**Page text:**
====

It seems that metal bands somehow always find a way to come up with badass names. Scar The Martyr is everything a heavy metal band name should be: irreverent, evil, haunting and, nodding to Christianity. Unfortunately, the cool name might be the only good thing about Scar The Martyr and their eponymous debut album.
The side project of Slipknot drummer Joey Jordison, Scar The Martyr combines several of the trending styles of today’s metal scene, including industrial, alternative, and nu metal. This combination bodes well for dedicated metalheads, as they will recognize the variety in the tracks.
Unfortunately, even for the dedicated ear, the predominant influences of alternative metal and metalcore weigh down the album and blend the tracks. Part of this issue is the formulaic nature inherent of metalcore itself. In metalcore it is necessity to have chugging guitars, double-kick bass drums, and alternating screamed—or at least distorted—and clean, harmonic vocals. While these elements might sound like they allow for creative freedom, ultimately the patterns and riffs of the guitars and drums sound too similar across many of the metalcore-heavy tracks.
The result of this metalcore predominance is that many of the songs on the LP are indiscernible from each other. After several listens, you might forget which track you are on because the surrounding ones sound so unfortunately similar. A further reason for this blending comes from some of the exhausting song lengths. Several tracks that make up the one-hour-and-fourteen-minute long LP near or exceed seven minutes. What makes matters worse is that these tend to be the overly formulaic metalcore songs like “Blood Host,” which embodies the sins of the album. Drawn-out, repetitive, similar-sounding tracks are not the foundation for a good album.

====

**Parts of the exercise:**
(a) List every quality the album review says the band's name has.
(b) Using the album review, say whether each statement agrees with it: (i) Scar The Martyr is a side project of a Slipknot drummer. (ii) The LP runs a little under one hour. (iii) "Blood Host" is given as an example of the album's faults.
(c) According to the album review, which influences weigh down the album?

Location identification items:

====

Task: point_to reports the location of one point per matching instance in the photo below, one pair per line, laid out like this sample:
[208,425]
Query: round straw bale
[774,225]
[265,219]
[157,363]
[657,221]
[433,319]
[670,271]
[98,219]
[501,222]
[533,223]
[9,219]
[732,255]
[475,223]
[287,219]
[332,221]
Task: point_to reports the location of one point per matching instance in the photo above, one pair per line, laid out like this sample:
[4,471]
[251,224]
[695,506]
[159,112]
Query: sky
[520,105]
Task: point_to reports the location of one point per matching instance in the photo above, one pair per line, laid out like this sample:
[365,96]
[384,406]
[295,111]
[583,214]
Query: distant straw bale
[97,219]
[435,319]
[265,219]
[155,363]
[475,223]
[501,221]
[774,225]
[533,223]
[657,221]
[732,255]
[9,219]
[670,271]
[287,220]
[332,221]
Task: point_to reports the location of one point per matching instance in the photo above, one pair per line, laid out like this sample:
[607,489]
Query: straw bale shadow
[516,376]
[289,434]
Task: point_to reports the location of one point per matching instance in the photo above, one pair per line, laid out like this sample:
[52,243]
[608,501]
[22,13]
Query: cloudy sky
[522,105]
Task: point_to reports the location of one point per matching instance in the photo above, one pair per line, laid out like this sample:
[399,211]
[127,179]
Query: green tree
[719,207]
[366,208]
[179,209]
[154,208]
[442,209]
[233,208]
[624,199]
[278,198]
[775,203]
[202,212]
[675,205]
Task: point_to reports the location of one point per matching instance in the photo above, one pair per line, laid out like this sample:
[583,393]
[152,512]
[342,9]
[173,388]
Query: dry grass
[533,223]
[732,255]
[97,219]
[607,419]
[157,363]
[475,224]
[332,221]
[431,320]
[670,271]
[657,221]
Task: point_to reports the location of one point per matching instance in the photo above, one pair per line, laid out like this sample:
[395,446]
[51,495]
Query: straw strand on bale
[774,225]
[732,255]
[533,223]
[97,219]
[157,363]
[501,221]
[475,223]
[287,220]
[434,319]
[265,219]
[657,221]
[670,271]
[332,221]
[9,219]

====

**Outputs by task:**
(a) irreverent, evil, haunting, nodding to Christianity

(b)
(i) Yes: "The side project of Slipknot drummer Joey Jordison"
(ii) No: "the one-hour-and-fourteen-minute long LP"
(iii) Yes: "the overly formulaic metalcore songs like “Blood Host,” which embodies the sins of the album"

(c) Alternative metal and metalcore.